- SHORT PROBLEM:
Reproduce verbatim the lines starting at the line containing "# test: identify the light" and ending at the line containing "x=172 y=288", including both of those lines. Leave the pictures out of your answer.

- ROWS:
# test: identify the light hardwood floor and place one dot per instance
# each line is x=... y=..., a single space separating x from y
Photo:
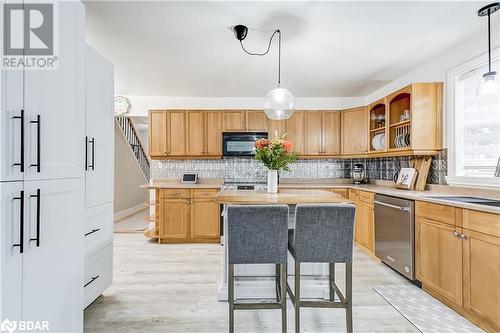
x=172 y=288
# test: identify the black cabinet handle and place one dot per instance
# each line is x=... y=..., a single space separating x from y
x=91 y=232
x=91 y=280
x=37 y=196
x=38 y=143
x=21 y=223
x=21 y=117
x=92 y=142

* * *

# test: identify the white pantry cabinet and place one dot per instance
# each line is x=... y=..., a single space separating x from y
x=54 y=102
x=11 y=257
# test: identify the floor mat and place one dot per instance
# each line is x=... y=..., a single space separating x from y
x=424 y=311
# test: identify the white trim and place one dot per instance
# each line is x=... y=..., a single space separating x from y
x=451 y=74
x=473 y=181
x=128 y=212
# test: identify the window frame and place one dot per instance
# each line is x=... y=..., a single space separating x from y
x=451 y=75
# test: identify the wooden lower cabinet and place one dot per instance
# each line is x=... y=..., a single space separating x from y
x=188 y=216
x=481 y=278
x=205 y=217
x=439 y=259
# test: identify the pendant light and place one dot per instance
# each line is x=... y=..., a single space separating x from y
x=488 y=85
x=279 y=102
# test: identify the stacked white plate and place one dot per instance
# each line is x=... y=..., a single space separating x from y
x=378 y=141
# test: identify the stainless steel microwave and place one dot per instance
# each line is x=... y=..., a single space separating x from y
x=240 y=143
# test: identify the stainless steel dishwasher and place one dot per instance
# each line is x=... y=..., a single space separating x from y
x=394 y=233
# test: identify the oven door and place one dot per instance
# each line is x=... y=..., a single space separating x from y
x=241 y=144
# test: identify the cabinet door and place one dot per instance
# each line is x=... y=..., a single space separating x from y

---

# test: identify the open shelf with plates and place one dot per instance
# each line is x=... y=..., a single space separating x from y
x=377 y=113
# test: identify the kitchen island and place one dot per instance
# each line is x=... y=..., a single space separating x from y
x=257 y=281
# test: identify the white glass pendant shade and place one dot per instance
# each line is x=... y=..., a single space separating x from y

- TASK ANSWER:
# test: identify the light hardwood floor and place one dot per instance
# each line is x=... y=..., a single space separating x from y
Photo:
x=172 y=288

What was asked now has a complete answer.